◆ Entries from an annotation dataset
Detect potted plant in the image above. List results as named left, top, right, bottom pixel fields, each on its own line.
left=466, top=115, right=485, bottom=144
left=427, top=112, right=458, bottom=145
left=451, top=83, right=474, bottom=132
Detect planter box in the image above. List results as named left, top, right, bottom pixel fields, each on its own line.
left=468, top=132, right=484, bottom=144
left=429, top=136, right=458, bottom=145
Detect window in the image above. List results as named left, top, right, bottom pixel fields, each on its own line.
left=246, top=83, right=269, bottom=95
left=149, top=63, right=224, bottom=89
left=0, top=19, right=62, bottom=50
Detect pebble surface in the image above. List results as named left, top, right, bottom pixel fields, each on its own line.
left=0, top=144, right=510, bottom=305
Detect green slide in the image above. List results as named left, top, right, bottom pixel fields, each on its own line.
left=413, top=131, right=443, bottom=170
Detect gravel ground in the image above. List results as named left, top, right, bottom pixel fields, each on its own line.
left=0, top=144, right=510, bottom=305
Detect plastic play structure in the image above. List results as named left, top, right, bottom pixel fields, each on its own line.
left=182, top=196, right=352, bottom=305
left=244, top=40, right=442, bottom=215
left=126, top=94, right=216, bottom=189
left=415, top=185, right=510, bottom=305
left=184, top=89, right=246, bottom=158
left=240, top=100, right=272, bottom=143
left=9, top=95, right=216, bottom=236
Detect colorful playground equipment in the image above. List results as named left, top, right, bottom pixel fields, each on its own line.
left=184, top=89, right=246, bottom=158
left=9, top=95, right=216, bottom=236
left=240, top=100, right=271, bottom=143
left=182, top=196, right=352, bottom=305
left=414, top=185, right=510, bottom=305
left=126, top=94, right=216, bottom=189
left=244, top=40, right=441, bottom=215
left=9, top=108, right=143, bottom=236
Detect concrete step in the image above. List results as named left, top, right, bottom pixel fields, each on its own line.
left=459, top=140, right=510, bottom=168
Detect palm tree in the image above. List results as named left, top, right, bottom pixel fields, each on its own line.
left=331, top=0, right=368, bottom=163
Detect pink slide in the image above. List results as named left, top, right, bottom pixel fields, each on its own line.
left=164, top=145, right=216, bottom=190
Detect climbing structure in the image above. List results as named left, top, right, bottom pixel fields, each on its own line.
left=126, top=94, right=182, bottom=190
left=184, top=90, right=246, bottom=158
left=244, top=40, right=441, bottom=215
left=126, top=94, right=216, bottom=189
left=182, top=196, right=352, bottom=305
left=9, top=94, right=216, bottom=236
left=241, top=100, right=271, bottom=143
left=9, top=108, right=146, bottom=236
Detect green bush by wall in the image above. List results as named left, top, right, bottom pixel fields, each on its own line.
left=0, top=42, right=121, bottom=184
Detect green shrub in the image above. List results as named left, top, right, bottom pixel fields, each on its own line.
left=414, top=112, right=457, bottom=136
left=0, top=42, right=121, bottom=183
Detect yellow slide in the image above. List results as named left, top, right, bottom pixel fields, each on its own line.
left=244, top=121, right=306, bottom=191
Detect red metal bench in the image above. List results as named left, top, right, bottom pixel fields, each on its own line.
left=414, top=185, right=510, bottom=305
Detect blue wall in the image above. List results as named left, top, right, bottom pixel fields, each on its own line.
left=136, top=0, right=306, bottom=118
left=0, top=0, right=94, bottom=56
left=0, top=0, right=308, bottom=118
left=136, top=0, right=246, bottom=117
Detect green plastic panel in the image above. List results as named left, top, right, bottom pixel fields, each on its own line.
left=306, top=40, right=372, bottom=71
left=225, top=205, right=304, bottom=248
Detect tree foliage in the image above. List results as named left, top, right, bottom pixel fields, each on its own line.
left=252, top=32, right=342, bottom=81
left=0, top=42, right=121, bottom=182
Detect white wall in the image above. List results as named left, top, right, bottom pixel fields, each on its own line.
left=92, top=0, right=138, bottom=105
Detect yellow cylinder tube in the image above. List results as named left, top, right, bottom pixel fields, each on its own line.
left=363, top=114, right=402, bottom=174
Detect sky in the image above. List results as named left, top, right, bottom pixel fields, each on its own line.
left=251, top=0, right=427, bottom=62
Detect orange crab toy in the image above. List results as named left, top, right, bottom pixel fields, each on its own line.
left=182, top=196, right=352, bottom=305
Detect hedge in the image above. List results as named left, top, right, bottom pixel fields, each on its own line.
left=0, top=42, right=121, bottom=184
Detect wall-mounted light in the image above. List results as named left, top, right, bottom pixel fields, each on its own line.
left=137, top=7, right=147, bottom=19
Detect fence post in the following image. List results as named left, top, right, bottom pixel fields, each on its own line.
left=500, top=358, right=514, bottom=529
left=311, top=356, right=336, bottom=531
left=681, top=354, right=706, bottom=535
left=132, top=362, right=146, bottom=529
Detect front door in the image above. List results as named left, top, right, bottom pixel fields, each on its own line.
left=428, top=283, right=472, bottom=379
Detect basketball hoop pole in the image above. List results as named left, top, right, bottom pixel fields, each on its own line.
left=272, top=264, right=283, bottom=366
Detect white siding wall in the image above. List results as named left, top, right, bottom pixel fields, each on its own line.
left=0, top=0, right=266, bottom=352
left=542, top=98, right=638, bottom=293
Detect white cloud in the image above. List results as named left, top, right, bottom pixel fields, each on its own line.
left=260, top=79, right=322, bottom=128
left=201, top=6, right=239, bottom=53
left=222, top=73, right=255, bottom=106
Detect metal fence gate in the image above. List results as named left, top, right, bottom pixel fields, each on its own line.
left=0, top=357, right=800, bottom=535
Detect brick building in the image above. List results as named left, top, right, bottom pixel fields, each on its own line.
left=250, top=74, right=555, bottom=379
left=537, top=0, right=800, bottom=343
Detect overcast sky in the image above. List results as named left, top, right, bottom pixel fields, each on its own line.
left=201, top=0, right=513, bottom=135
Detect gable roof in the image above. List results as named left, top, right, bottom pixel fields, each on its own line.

◆ WORK INSTRUCTIONS
Can you render the listing from the line with "Detect sky in" to the line with "left=542, top=98, right=638, bottom=293" as a JSON list of strings, one string per line, with blank lines left out?

◆ CORRECT RESPONSE
[
  "Detect sky in the image above. List results as named left, top, right, bottom pixel fields, each on its own line.",
  "left=251, top=0, right=427, bottom=62",
  "Detect orange crab toy in the image above. List results as named left, top, right, bottom pixel fields, each on its own line.",
  "left=182, top=196, right=352, bottom=305",
  "Detect hedge in the image above. List results as named left, top, right, bottom pixel fields, each on its own line.",
  "left=0, top=42, right=121, bottom=184",
  "Detect wall-mounted light in the image above. List results as named left, top, right, bottom pixel fields, each on its own line.",
  "left=137, top=7, right=147, bottom=19",
  "Detect fence post in the following image. List results as named left, top, right, bottom pixel fields, each on its own line.",
  "left=500, top=358, right=514, bottom=529",
  "left=311, top=356, right=336, bottom=531",
  "left=681, top=354, right=706, bottom=535",
  "left=132, top=362, right=146, bottom=529",
  "Detect front door in the image above. List results as named left, top, right, bottom pixel fields, each on its own line.",
  "left=428, top=283, right=472, bottom=379",
  "Detect basketball hoop pole in the image above. List results as named left, top, right, bottom pixel fields, each on its own line.",
  "left=272, top=264, right=283, bottom=366",
  "Detect white siding wall in the image above. List results as named left, top, right, bottom pixel fields, each on its own line.",
  "left=0, top=0, right=266, bottom=352",
  "left=542, top=98, right=638, bottom=293"
]